ASSIGNMENT: Across the following data, how many lines include the string "roof"? Reply with the number and nothing more.

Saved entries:
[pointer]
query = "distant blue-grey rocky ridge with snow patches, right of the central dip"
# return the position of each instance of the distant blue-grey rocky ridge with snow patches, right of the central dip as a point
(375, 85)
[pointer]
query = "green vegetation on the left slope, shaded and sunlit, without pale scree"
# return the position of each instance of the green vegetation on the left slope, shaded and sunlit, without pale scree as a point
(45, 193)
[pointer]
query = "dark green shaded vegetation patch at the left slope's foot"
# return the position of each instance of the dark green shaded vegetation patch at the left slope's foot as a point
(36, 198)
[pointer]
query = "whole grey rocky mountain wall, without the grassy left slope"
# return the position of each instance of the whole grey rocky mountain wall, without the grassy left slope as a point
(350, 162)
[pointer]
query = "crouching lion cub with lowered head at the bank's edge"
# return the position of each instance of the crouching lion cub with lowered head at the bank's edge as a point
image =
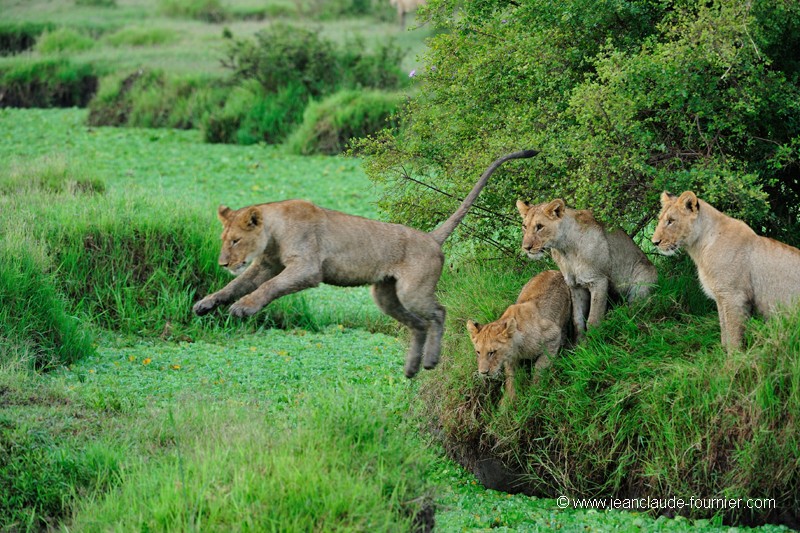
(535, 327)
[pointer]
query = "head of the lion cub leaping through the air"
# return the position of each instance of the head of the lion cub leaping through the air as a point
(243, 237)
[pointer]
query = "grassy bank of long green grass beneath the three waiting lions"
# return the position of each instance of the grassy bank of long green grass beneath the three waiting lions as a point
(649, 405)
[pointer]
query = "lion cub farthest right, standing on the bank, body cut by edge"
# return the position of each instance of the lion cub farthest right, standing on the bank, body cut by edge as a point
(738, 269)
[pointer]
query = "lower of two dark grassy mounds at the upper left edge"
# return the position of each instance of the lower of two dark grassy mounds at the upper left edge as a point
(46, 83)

--

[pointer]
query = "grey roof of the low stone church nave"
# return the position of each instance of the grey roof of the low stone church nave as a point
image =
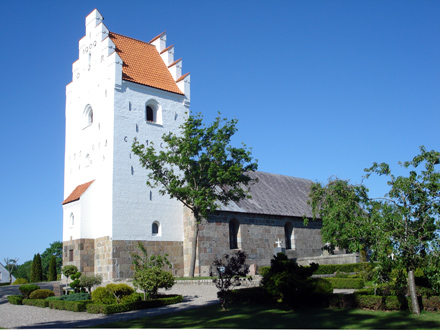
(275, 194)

--

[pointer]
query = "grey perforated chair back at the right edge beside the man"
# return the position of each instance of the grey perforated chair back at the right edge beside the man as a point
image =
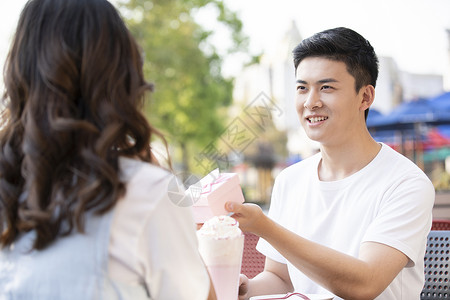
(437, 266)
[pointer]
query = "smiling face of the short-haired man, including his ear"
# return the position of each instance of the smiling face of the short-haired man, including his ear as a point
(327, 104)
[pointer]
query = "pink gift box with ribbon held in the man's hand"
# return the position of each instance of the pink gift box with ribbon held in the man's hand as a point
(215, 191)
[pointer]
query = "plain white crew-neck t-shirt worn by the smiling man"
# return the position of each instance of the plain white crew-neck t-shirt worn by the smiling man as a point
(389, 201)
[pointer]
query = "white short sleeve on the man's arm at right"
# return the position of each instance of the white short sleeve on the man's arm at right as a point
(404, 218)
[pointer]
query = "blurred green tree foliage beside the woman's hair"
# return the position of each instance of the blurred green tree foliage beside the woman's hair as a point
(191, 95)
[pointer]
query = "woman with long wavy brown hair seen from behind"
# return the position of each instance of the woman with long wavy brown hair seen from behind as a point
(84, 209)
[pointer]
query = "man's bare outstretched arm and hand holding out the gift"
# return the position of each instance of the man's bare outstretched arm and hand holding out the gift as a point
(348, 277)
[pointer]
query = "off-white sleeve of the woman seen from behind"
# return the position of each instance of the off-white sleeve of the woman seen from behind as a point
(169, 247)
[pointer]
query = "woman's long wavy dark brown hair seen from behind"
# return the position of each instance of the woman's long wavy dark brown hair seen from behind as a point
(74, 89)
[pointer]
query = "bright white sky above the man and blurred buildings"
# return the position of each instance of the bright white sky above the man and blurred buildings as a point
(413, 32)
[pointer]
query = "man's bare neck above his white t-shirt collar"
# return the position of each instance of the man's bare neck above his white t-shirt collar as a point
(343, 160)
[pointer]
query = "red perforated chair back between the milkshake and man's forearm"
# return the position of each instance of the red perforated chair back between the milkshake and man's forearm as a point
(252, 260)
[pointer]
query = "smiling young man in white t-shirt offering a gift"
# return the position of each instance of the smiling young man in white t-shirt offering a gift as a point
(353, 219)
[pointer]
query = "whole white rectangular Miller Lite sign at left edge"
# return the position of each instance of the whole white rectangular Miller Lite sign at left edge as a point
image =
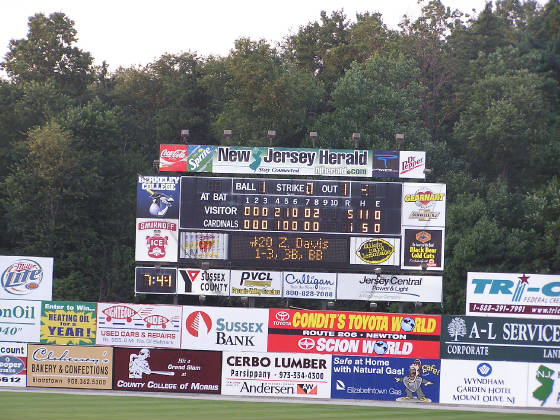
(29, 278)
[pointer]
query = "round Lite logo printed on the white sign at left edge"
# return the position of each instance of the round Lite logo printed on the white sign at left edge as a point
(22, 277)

EXPECTED ANSWER: 2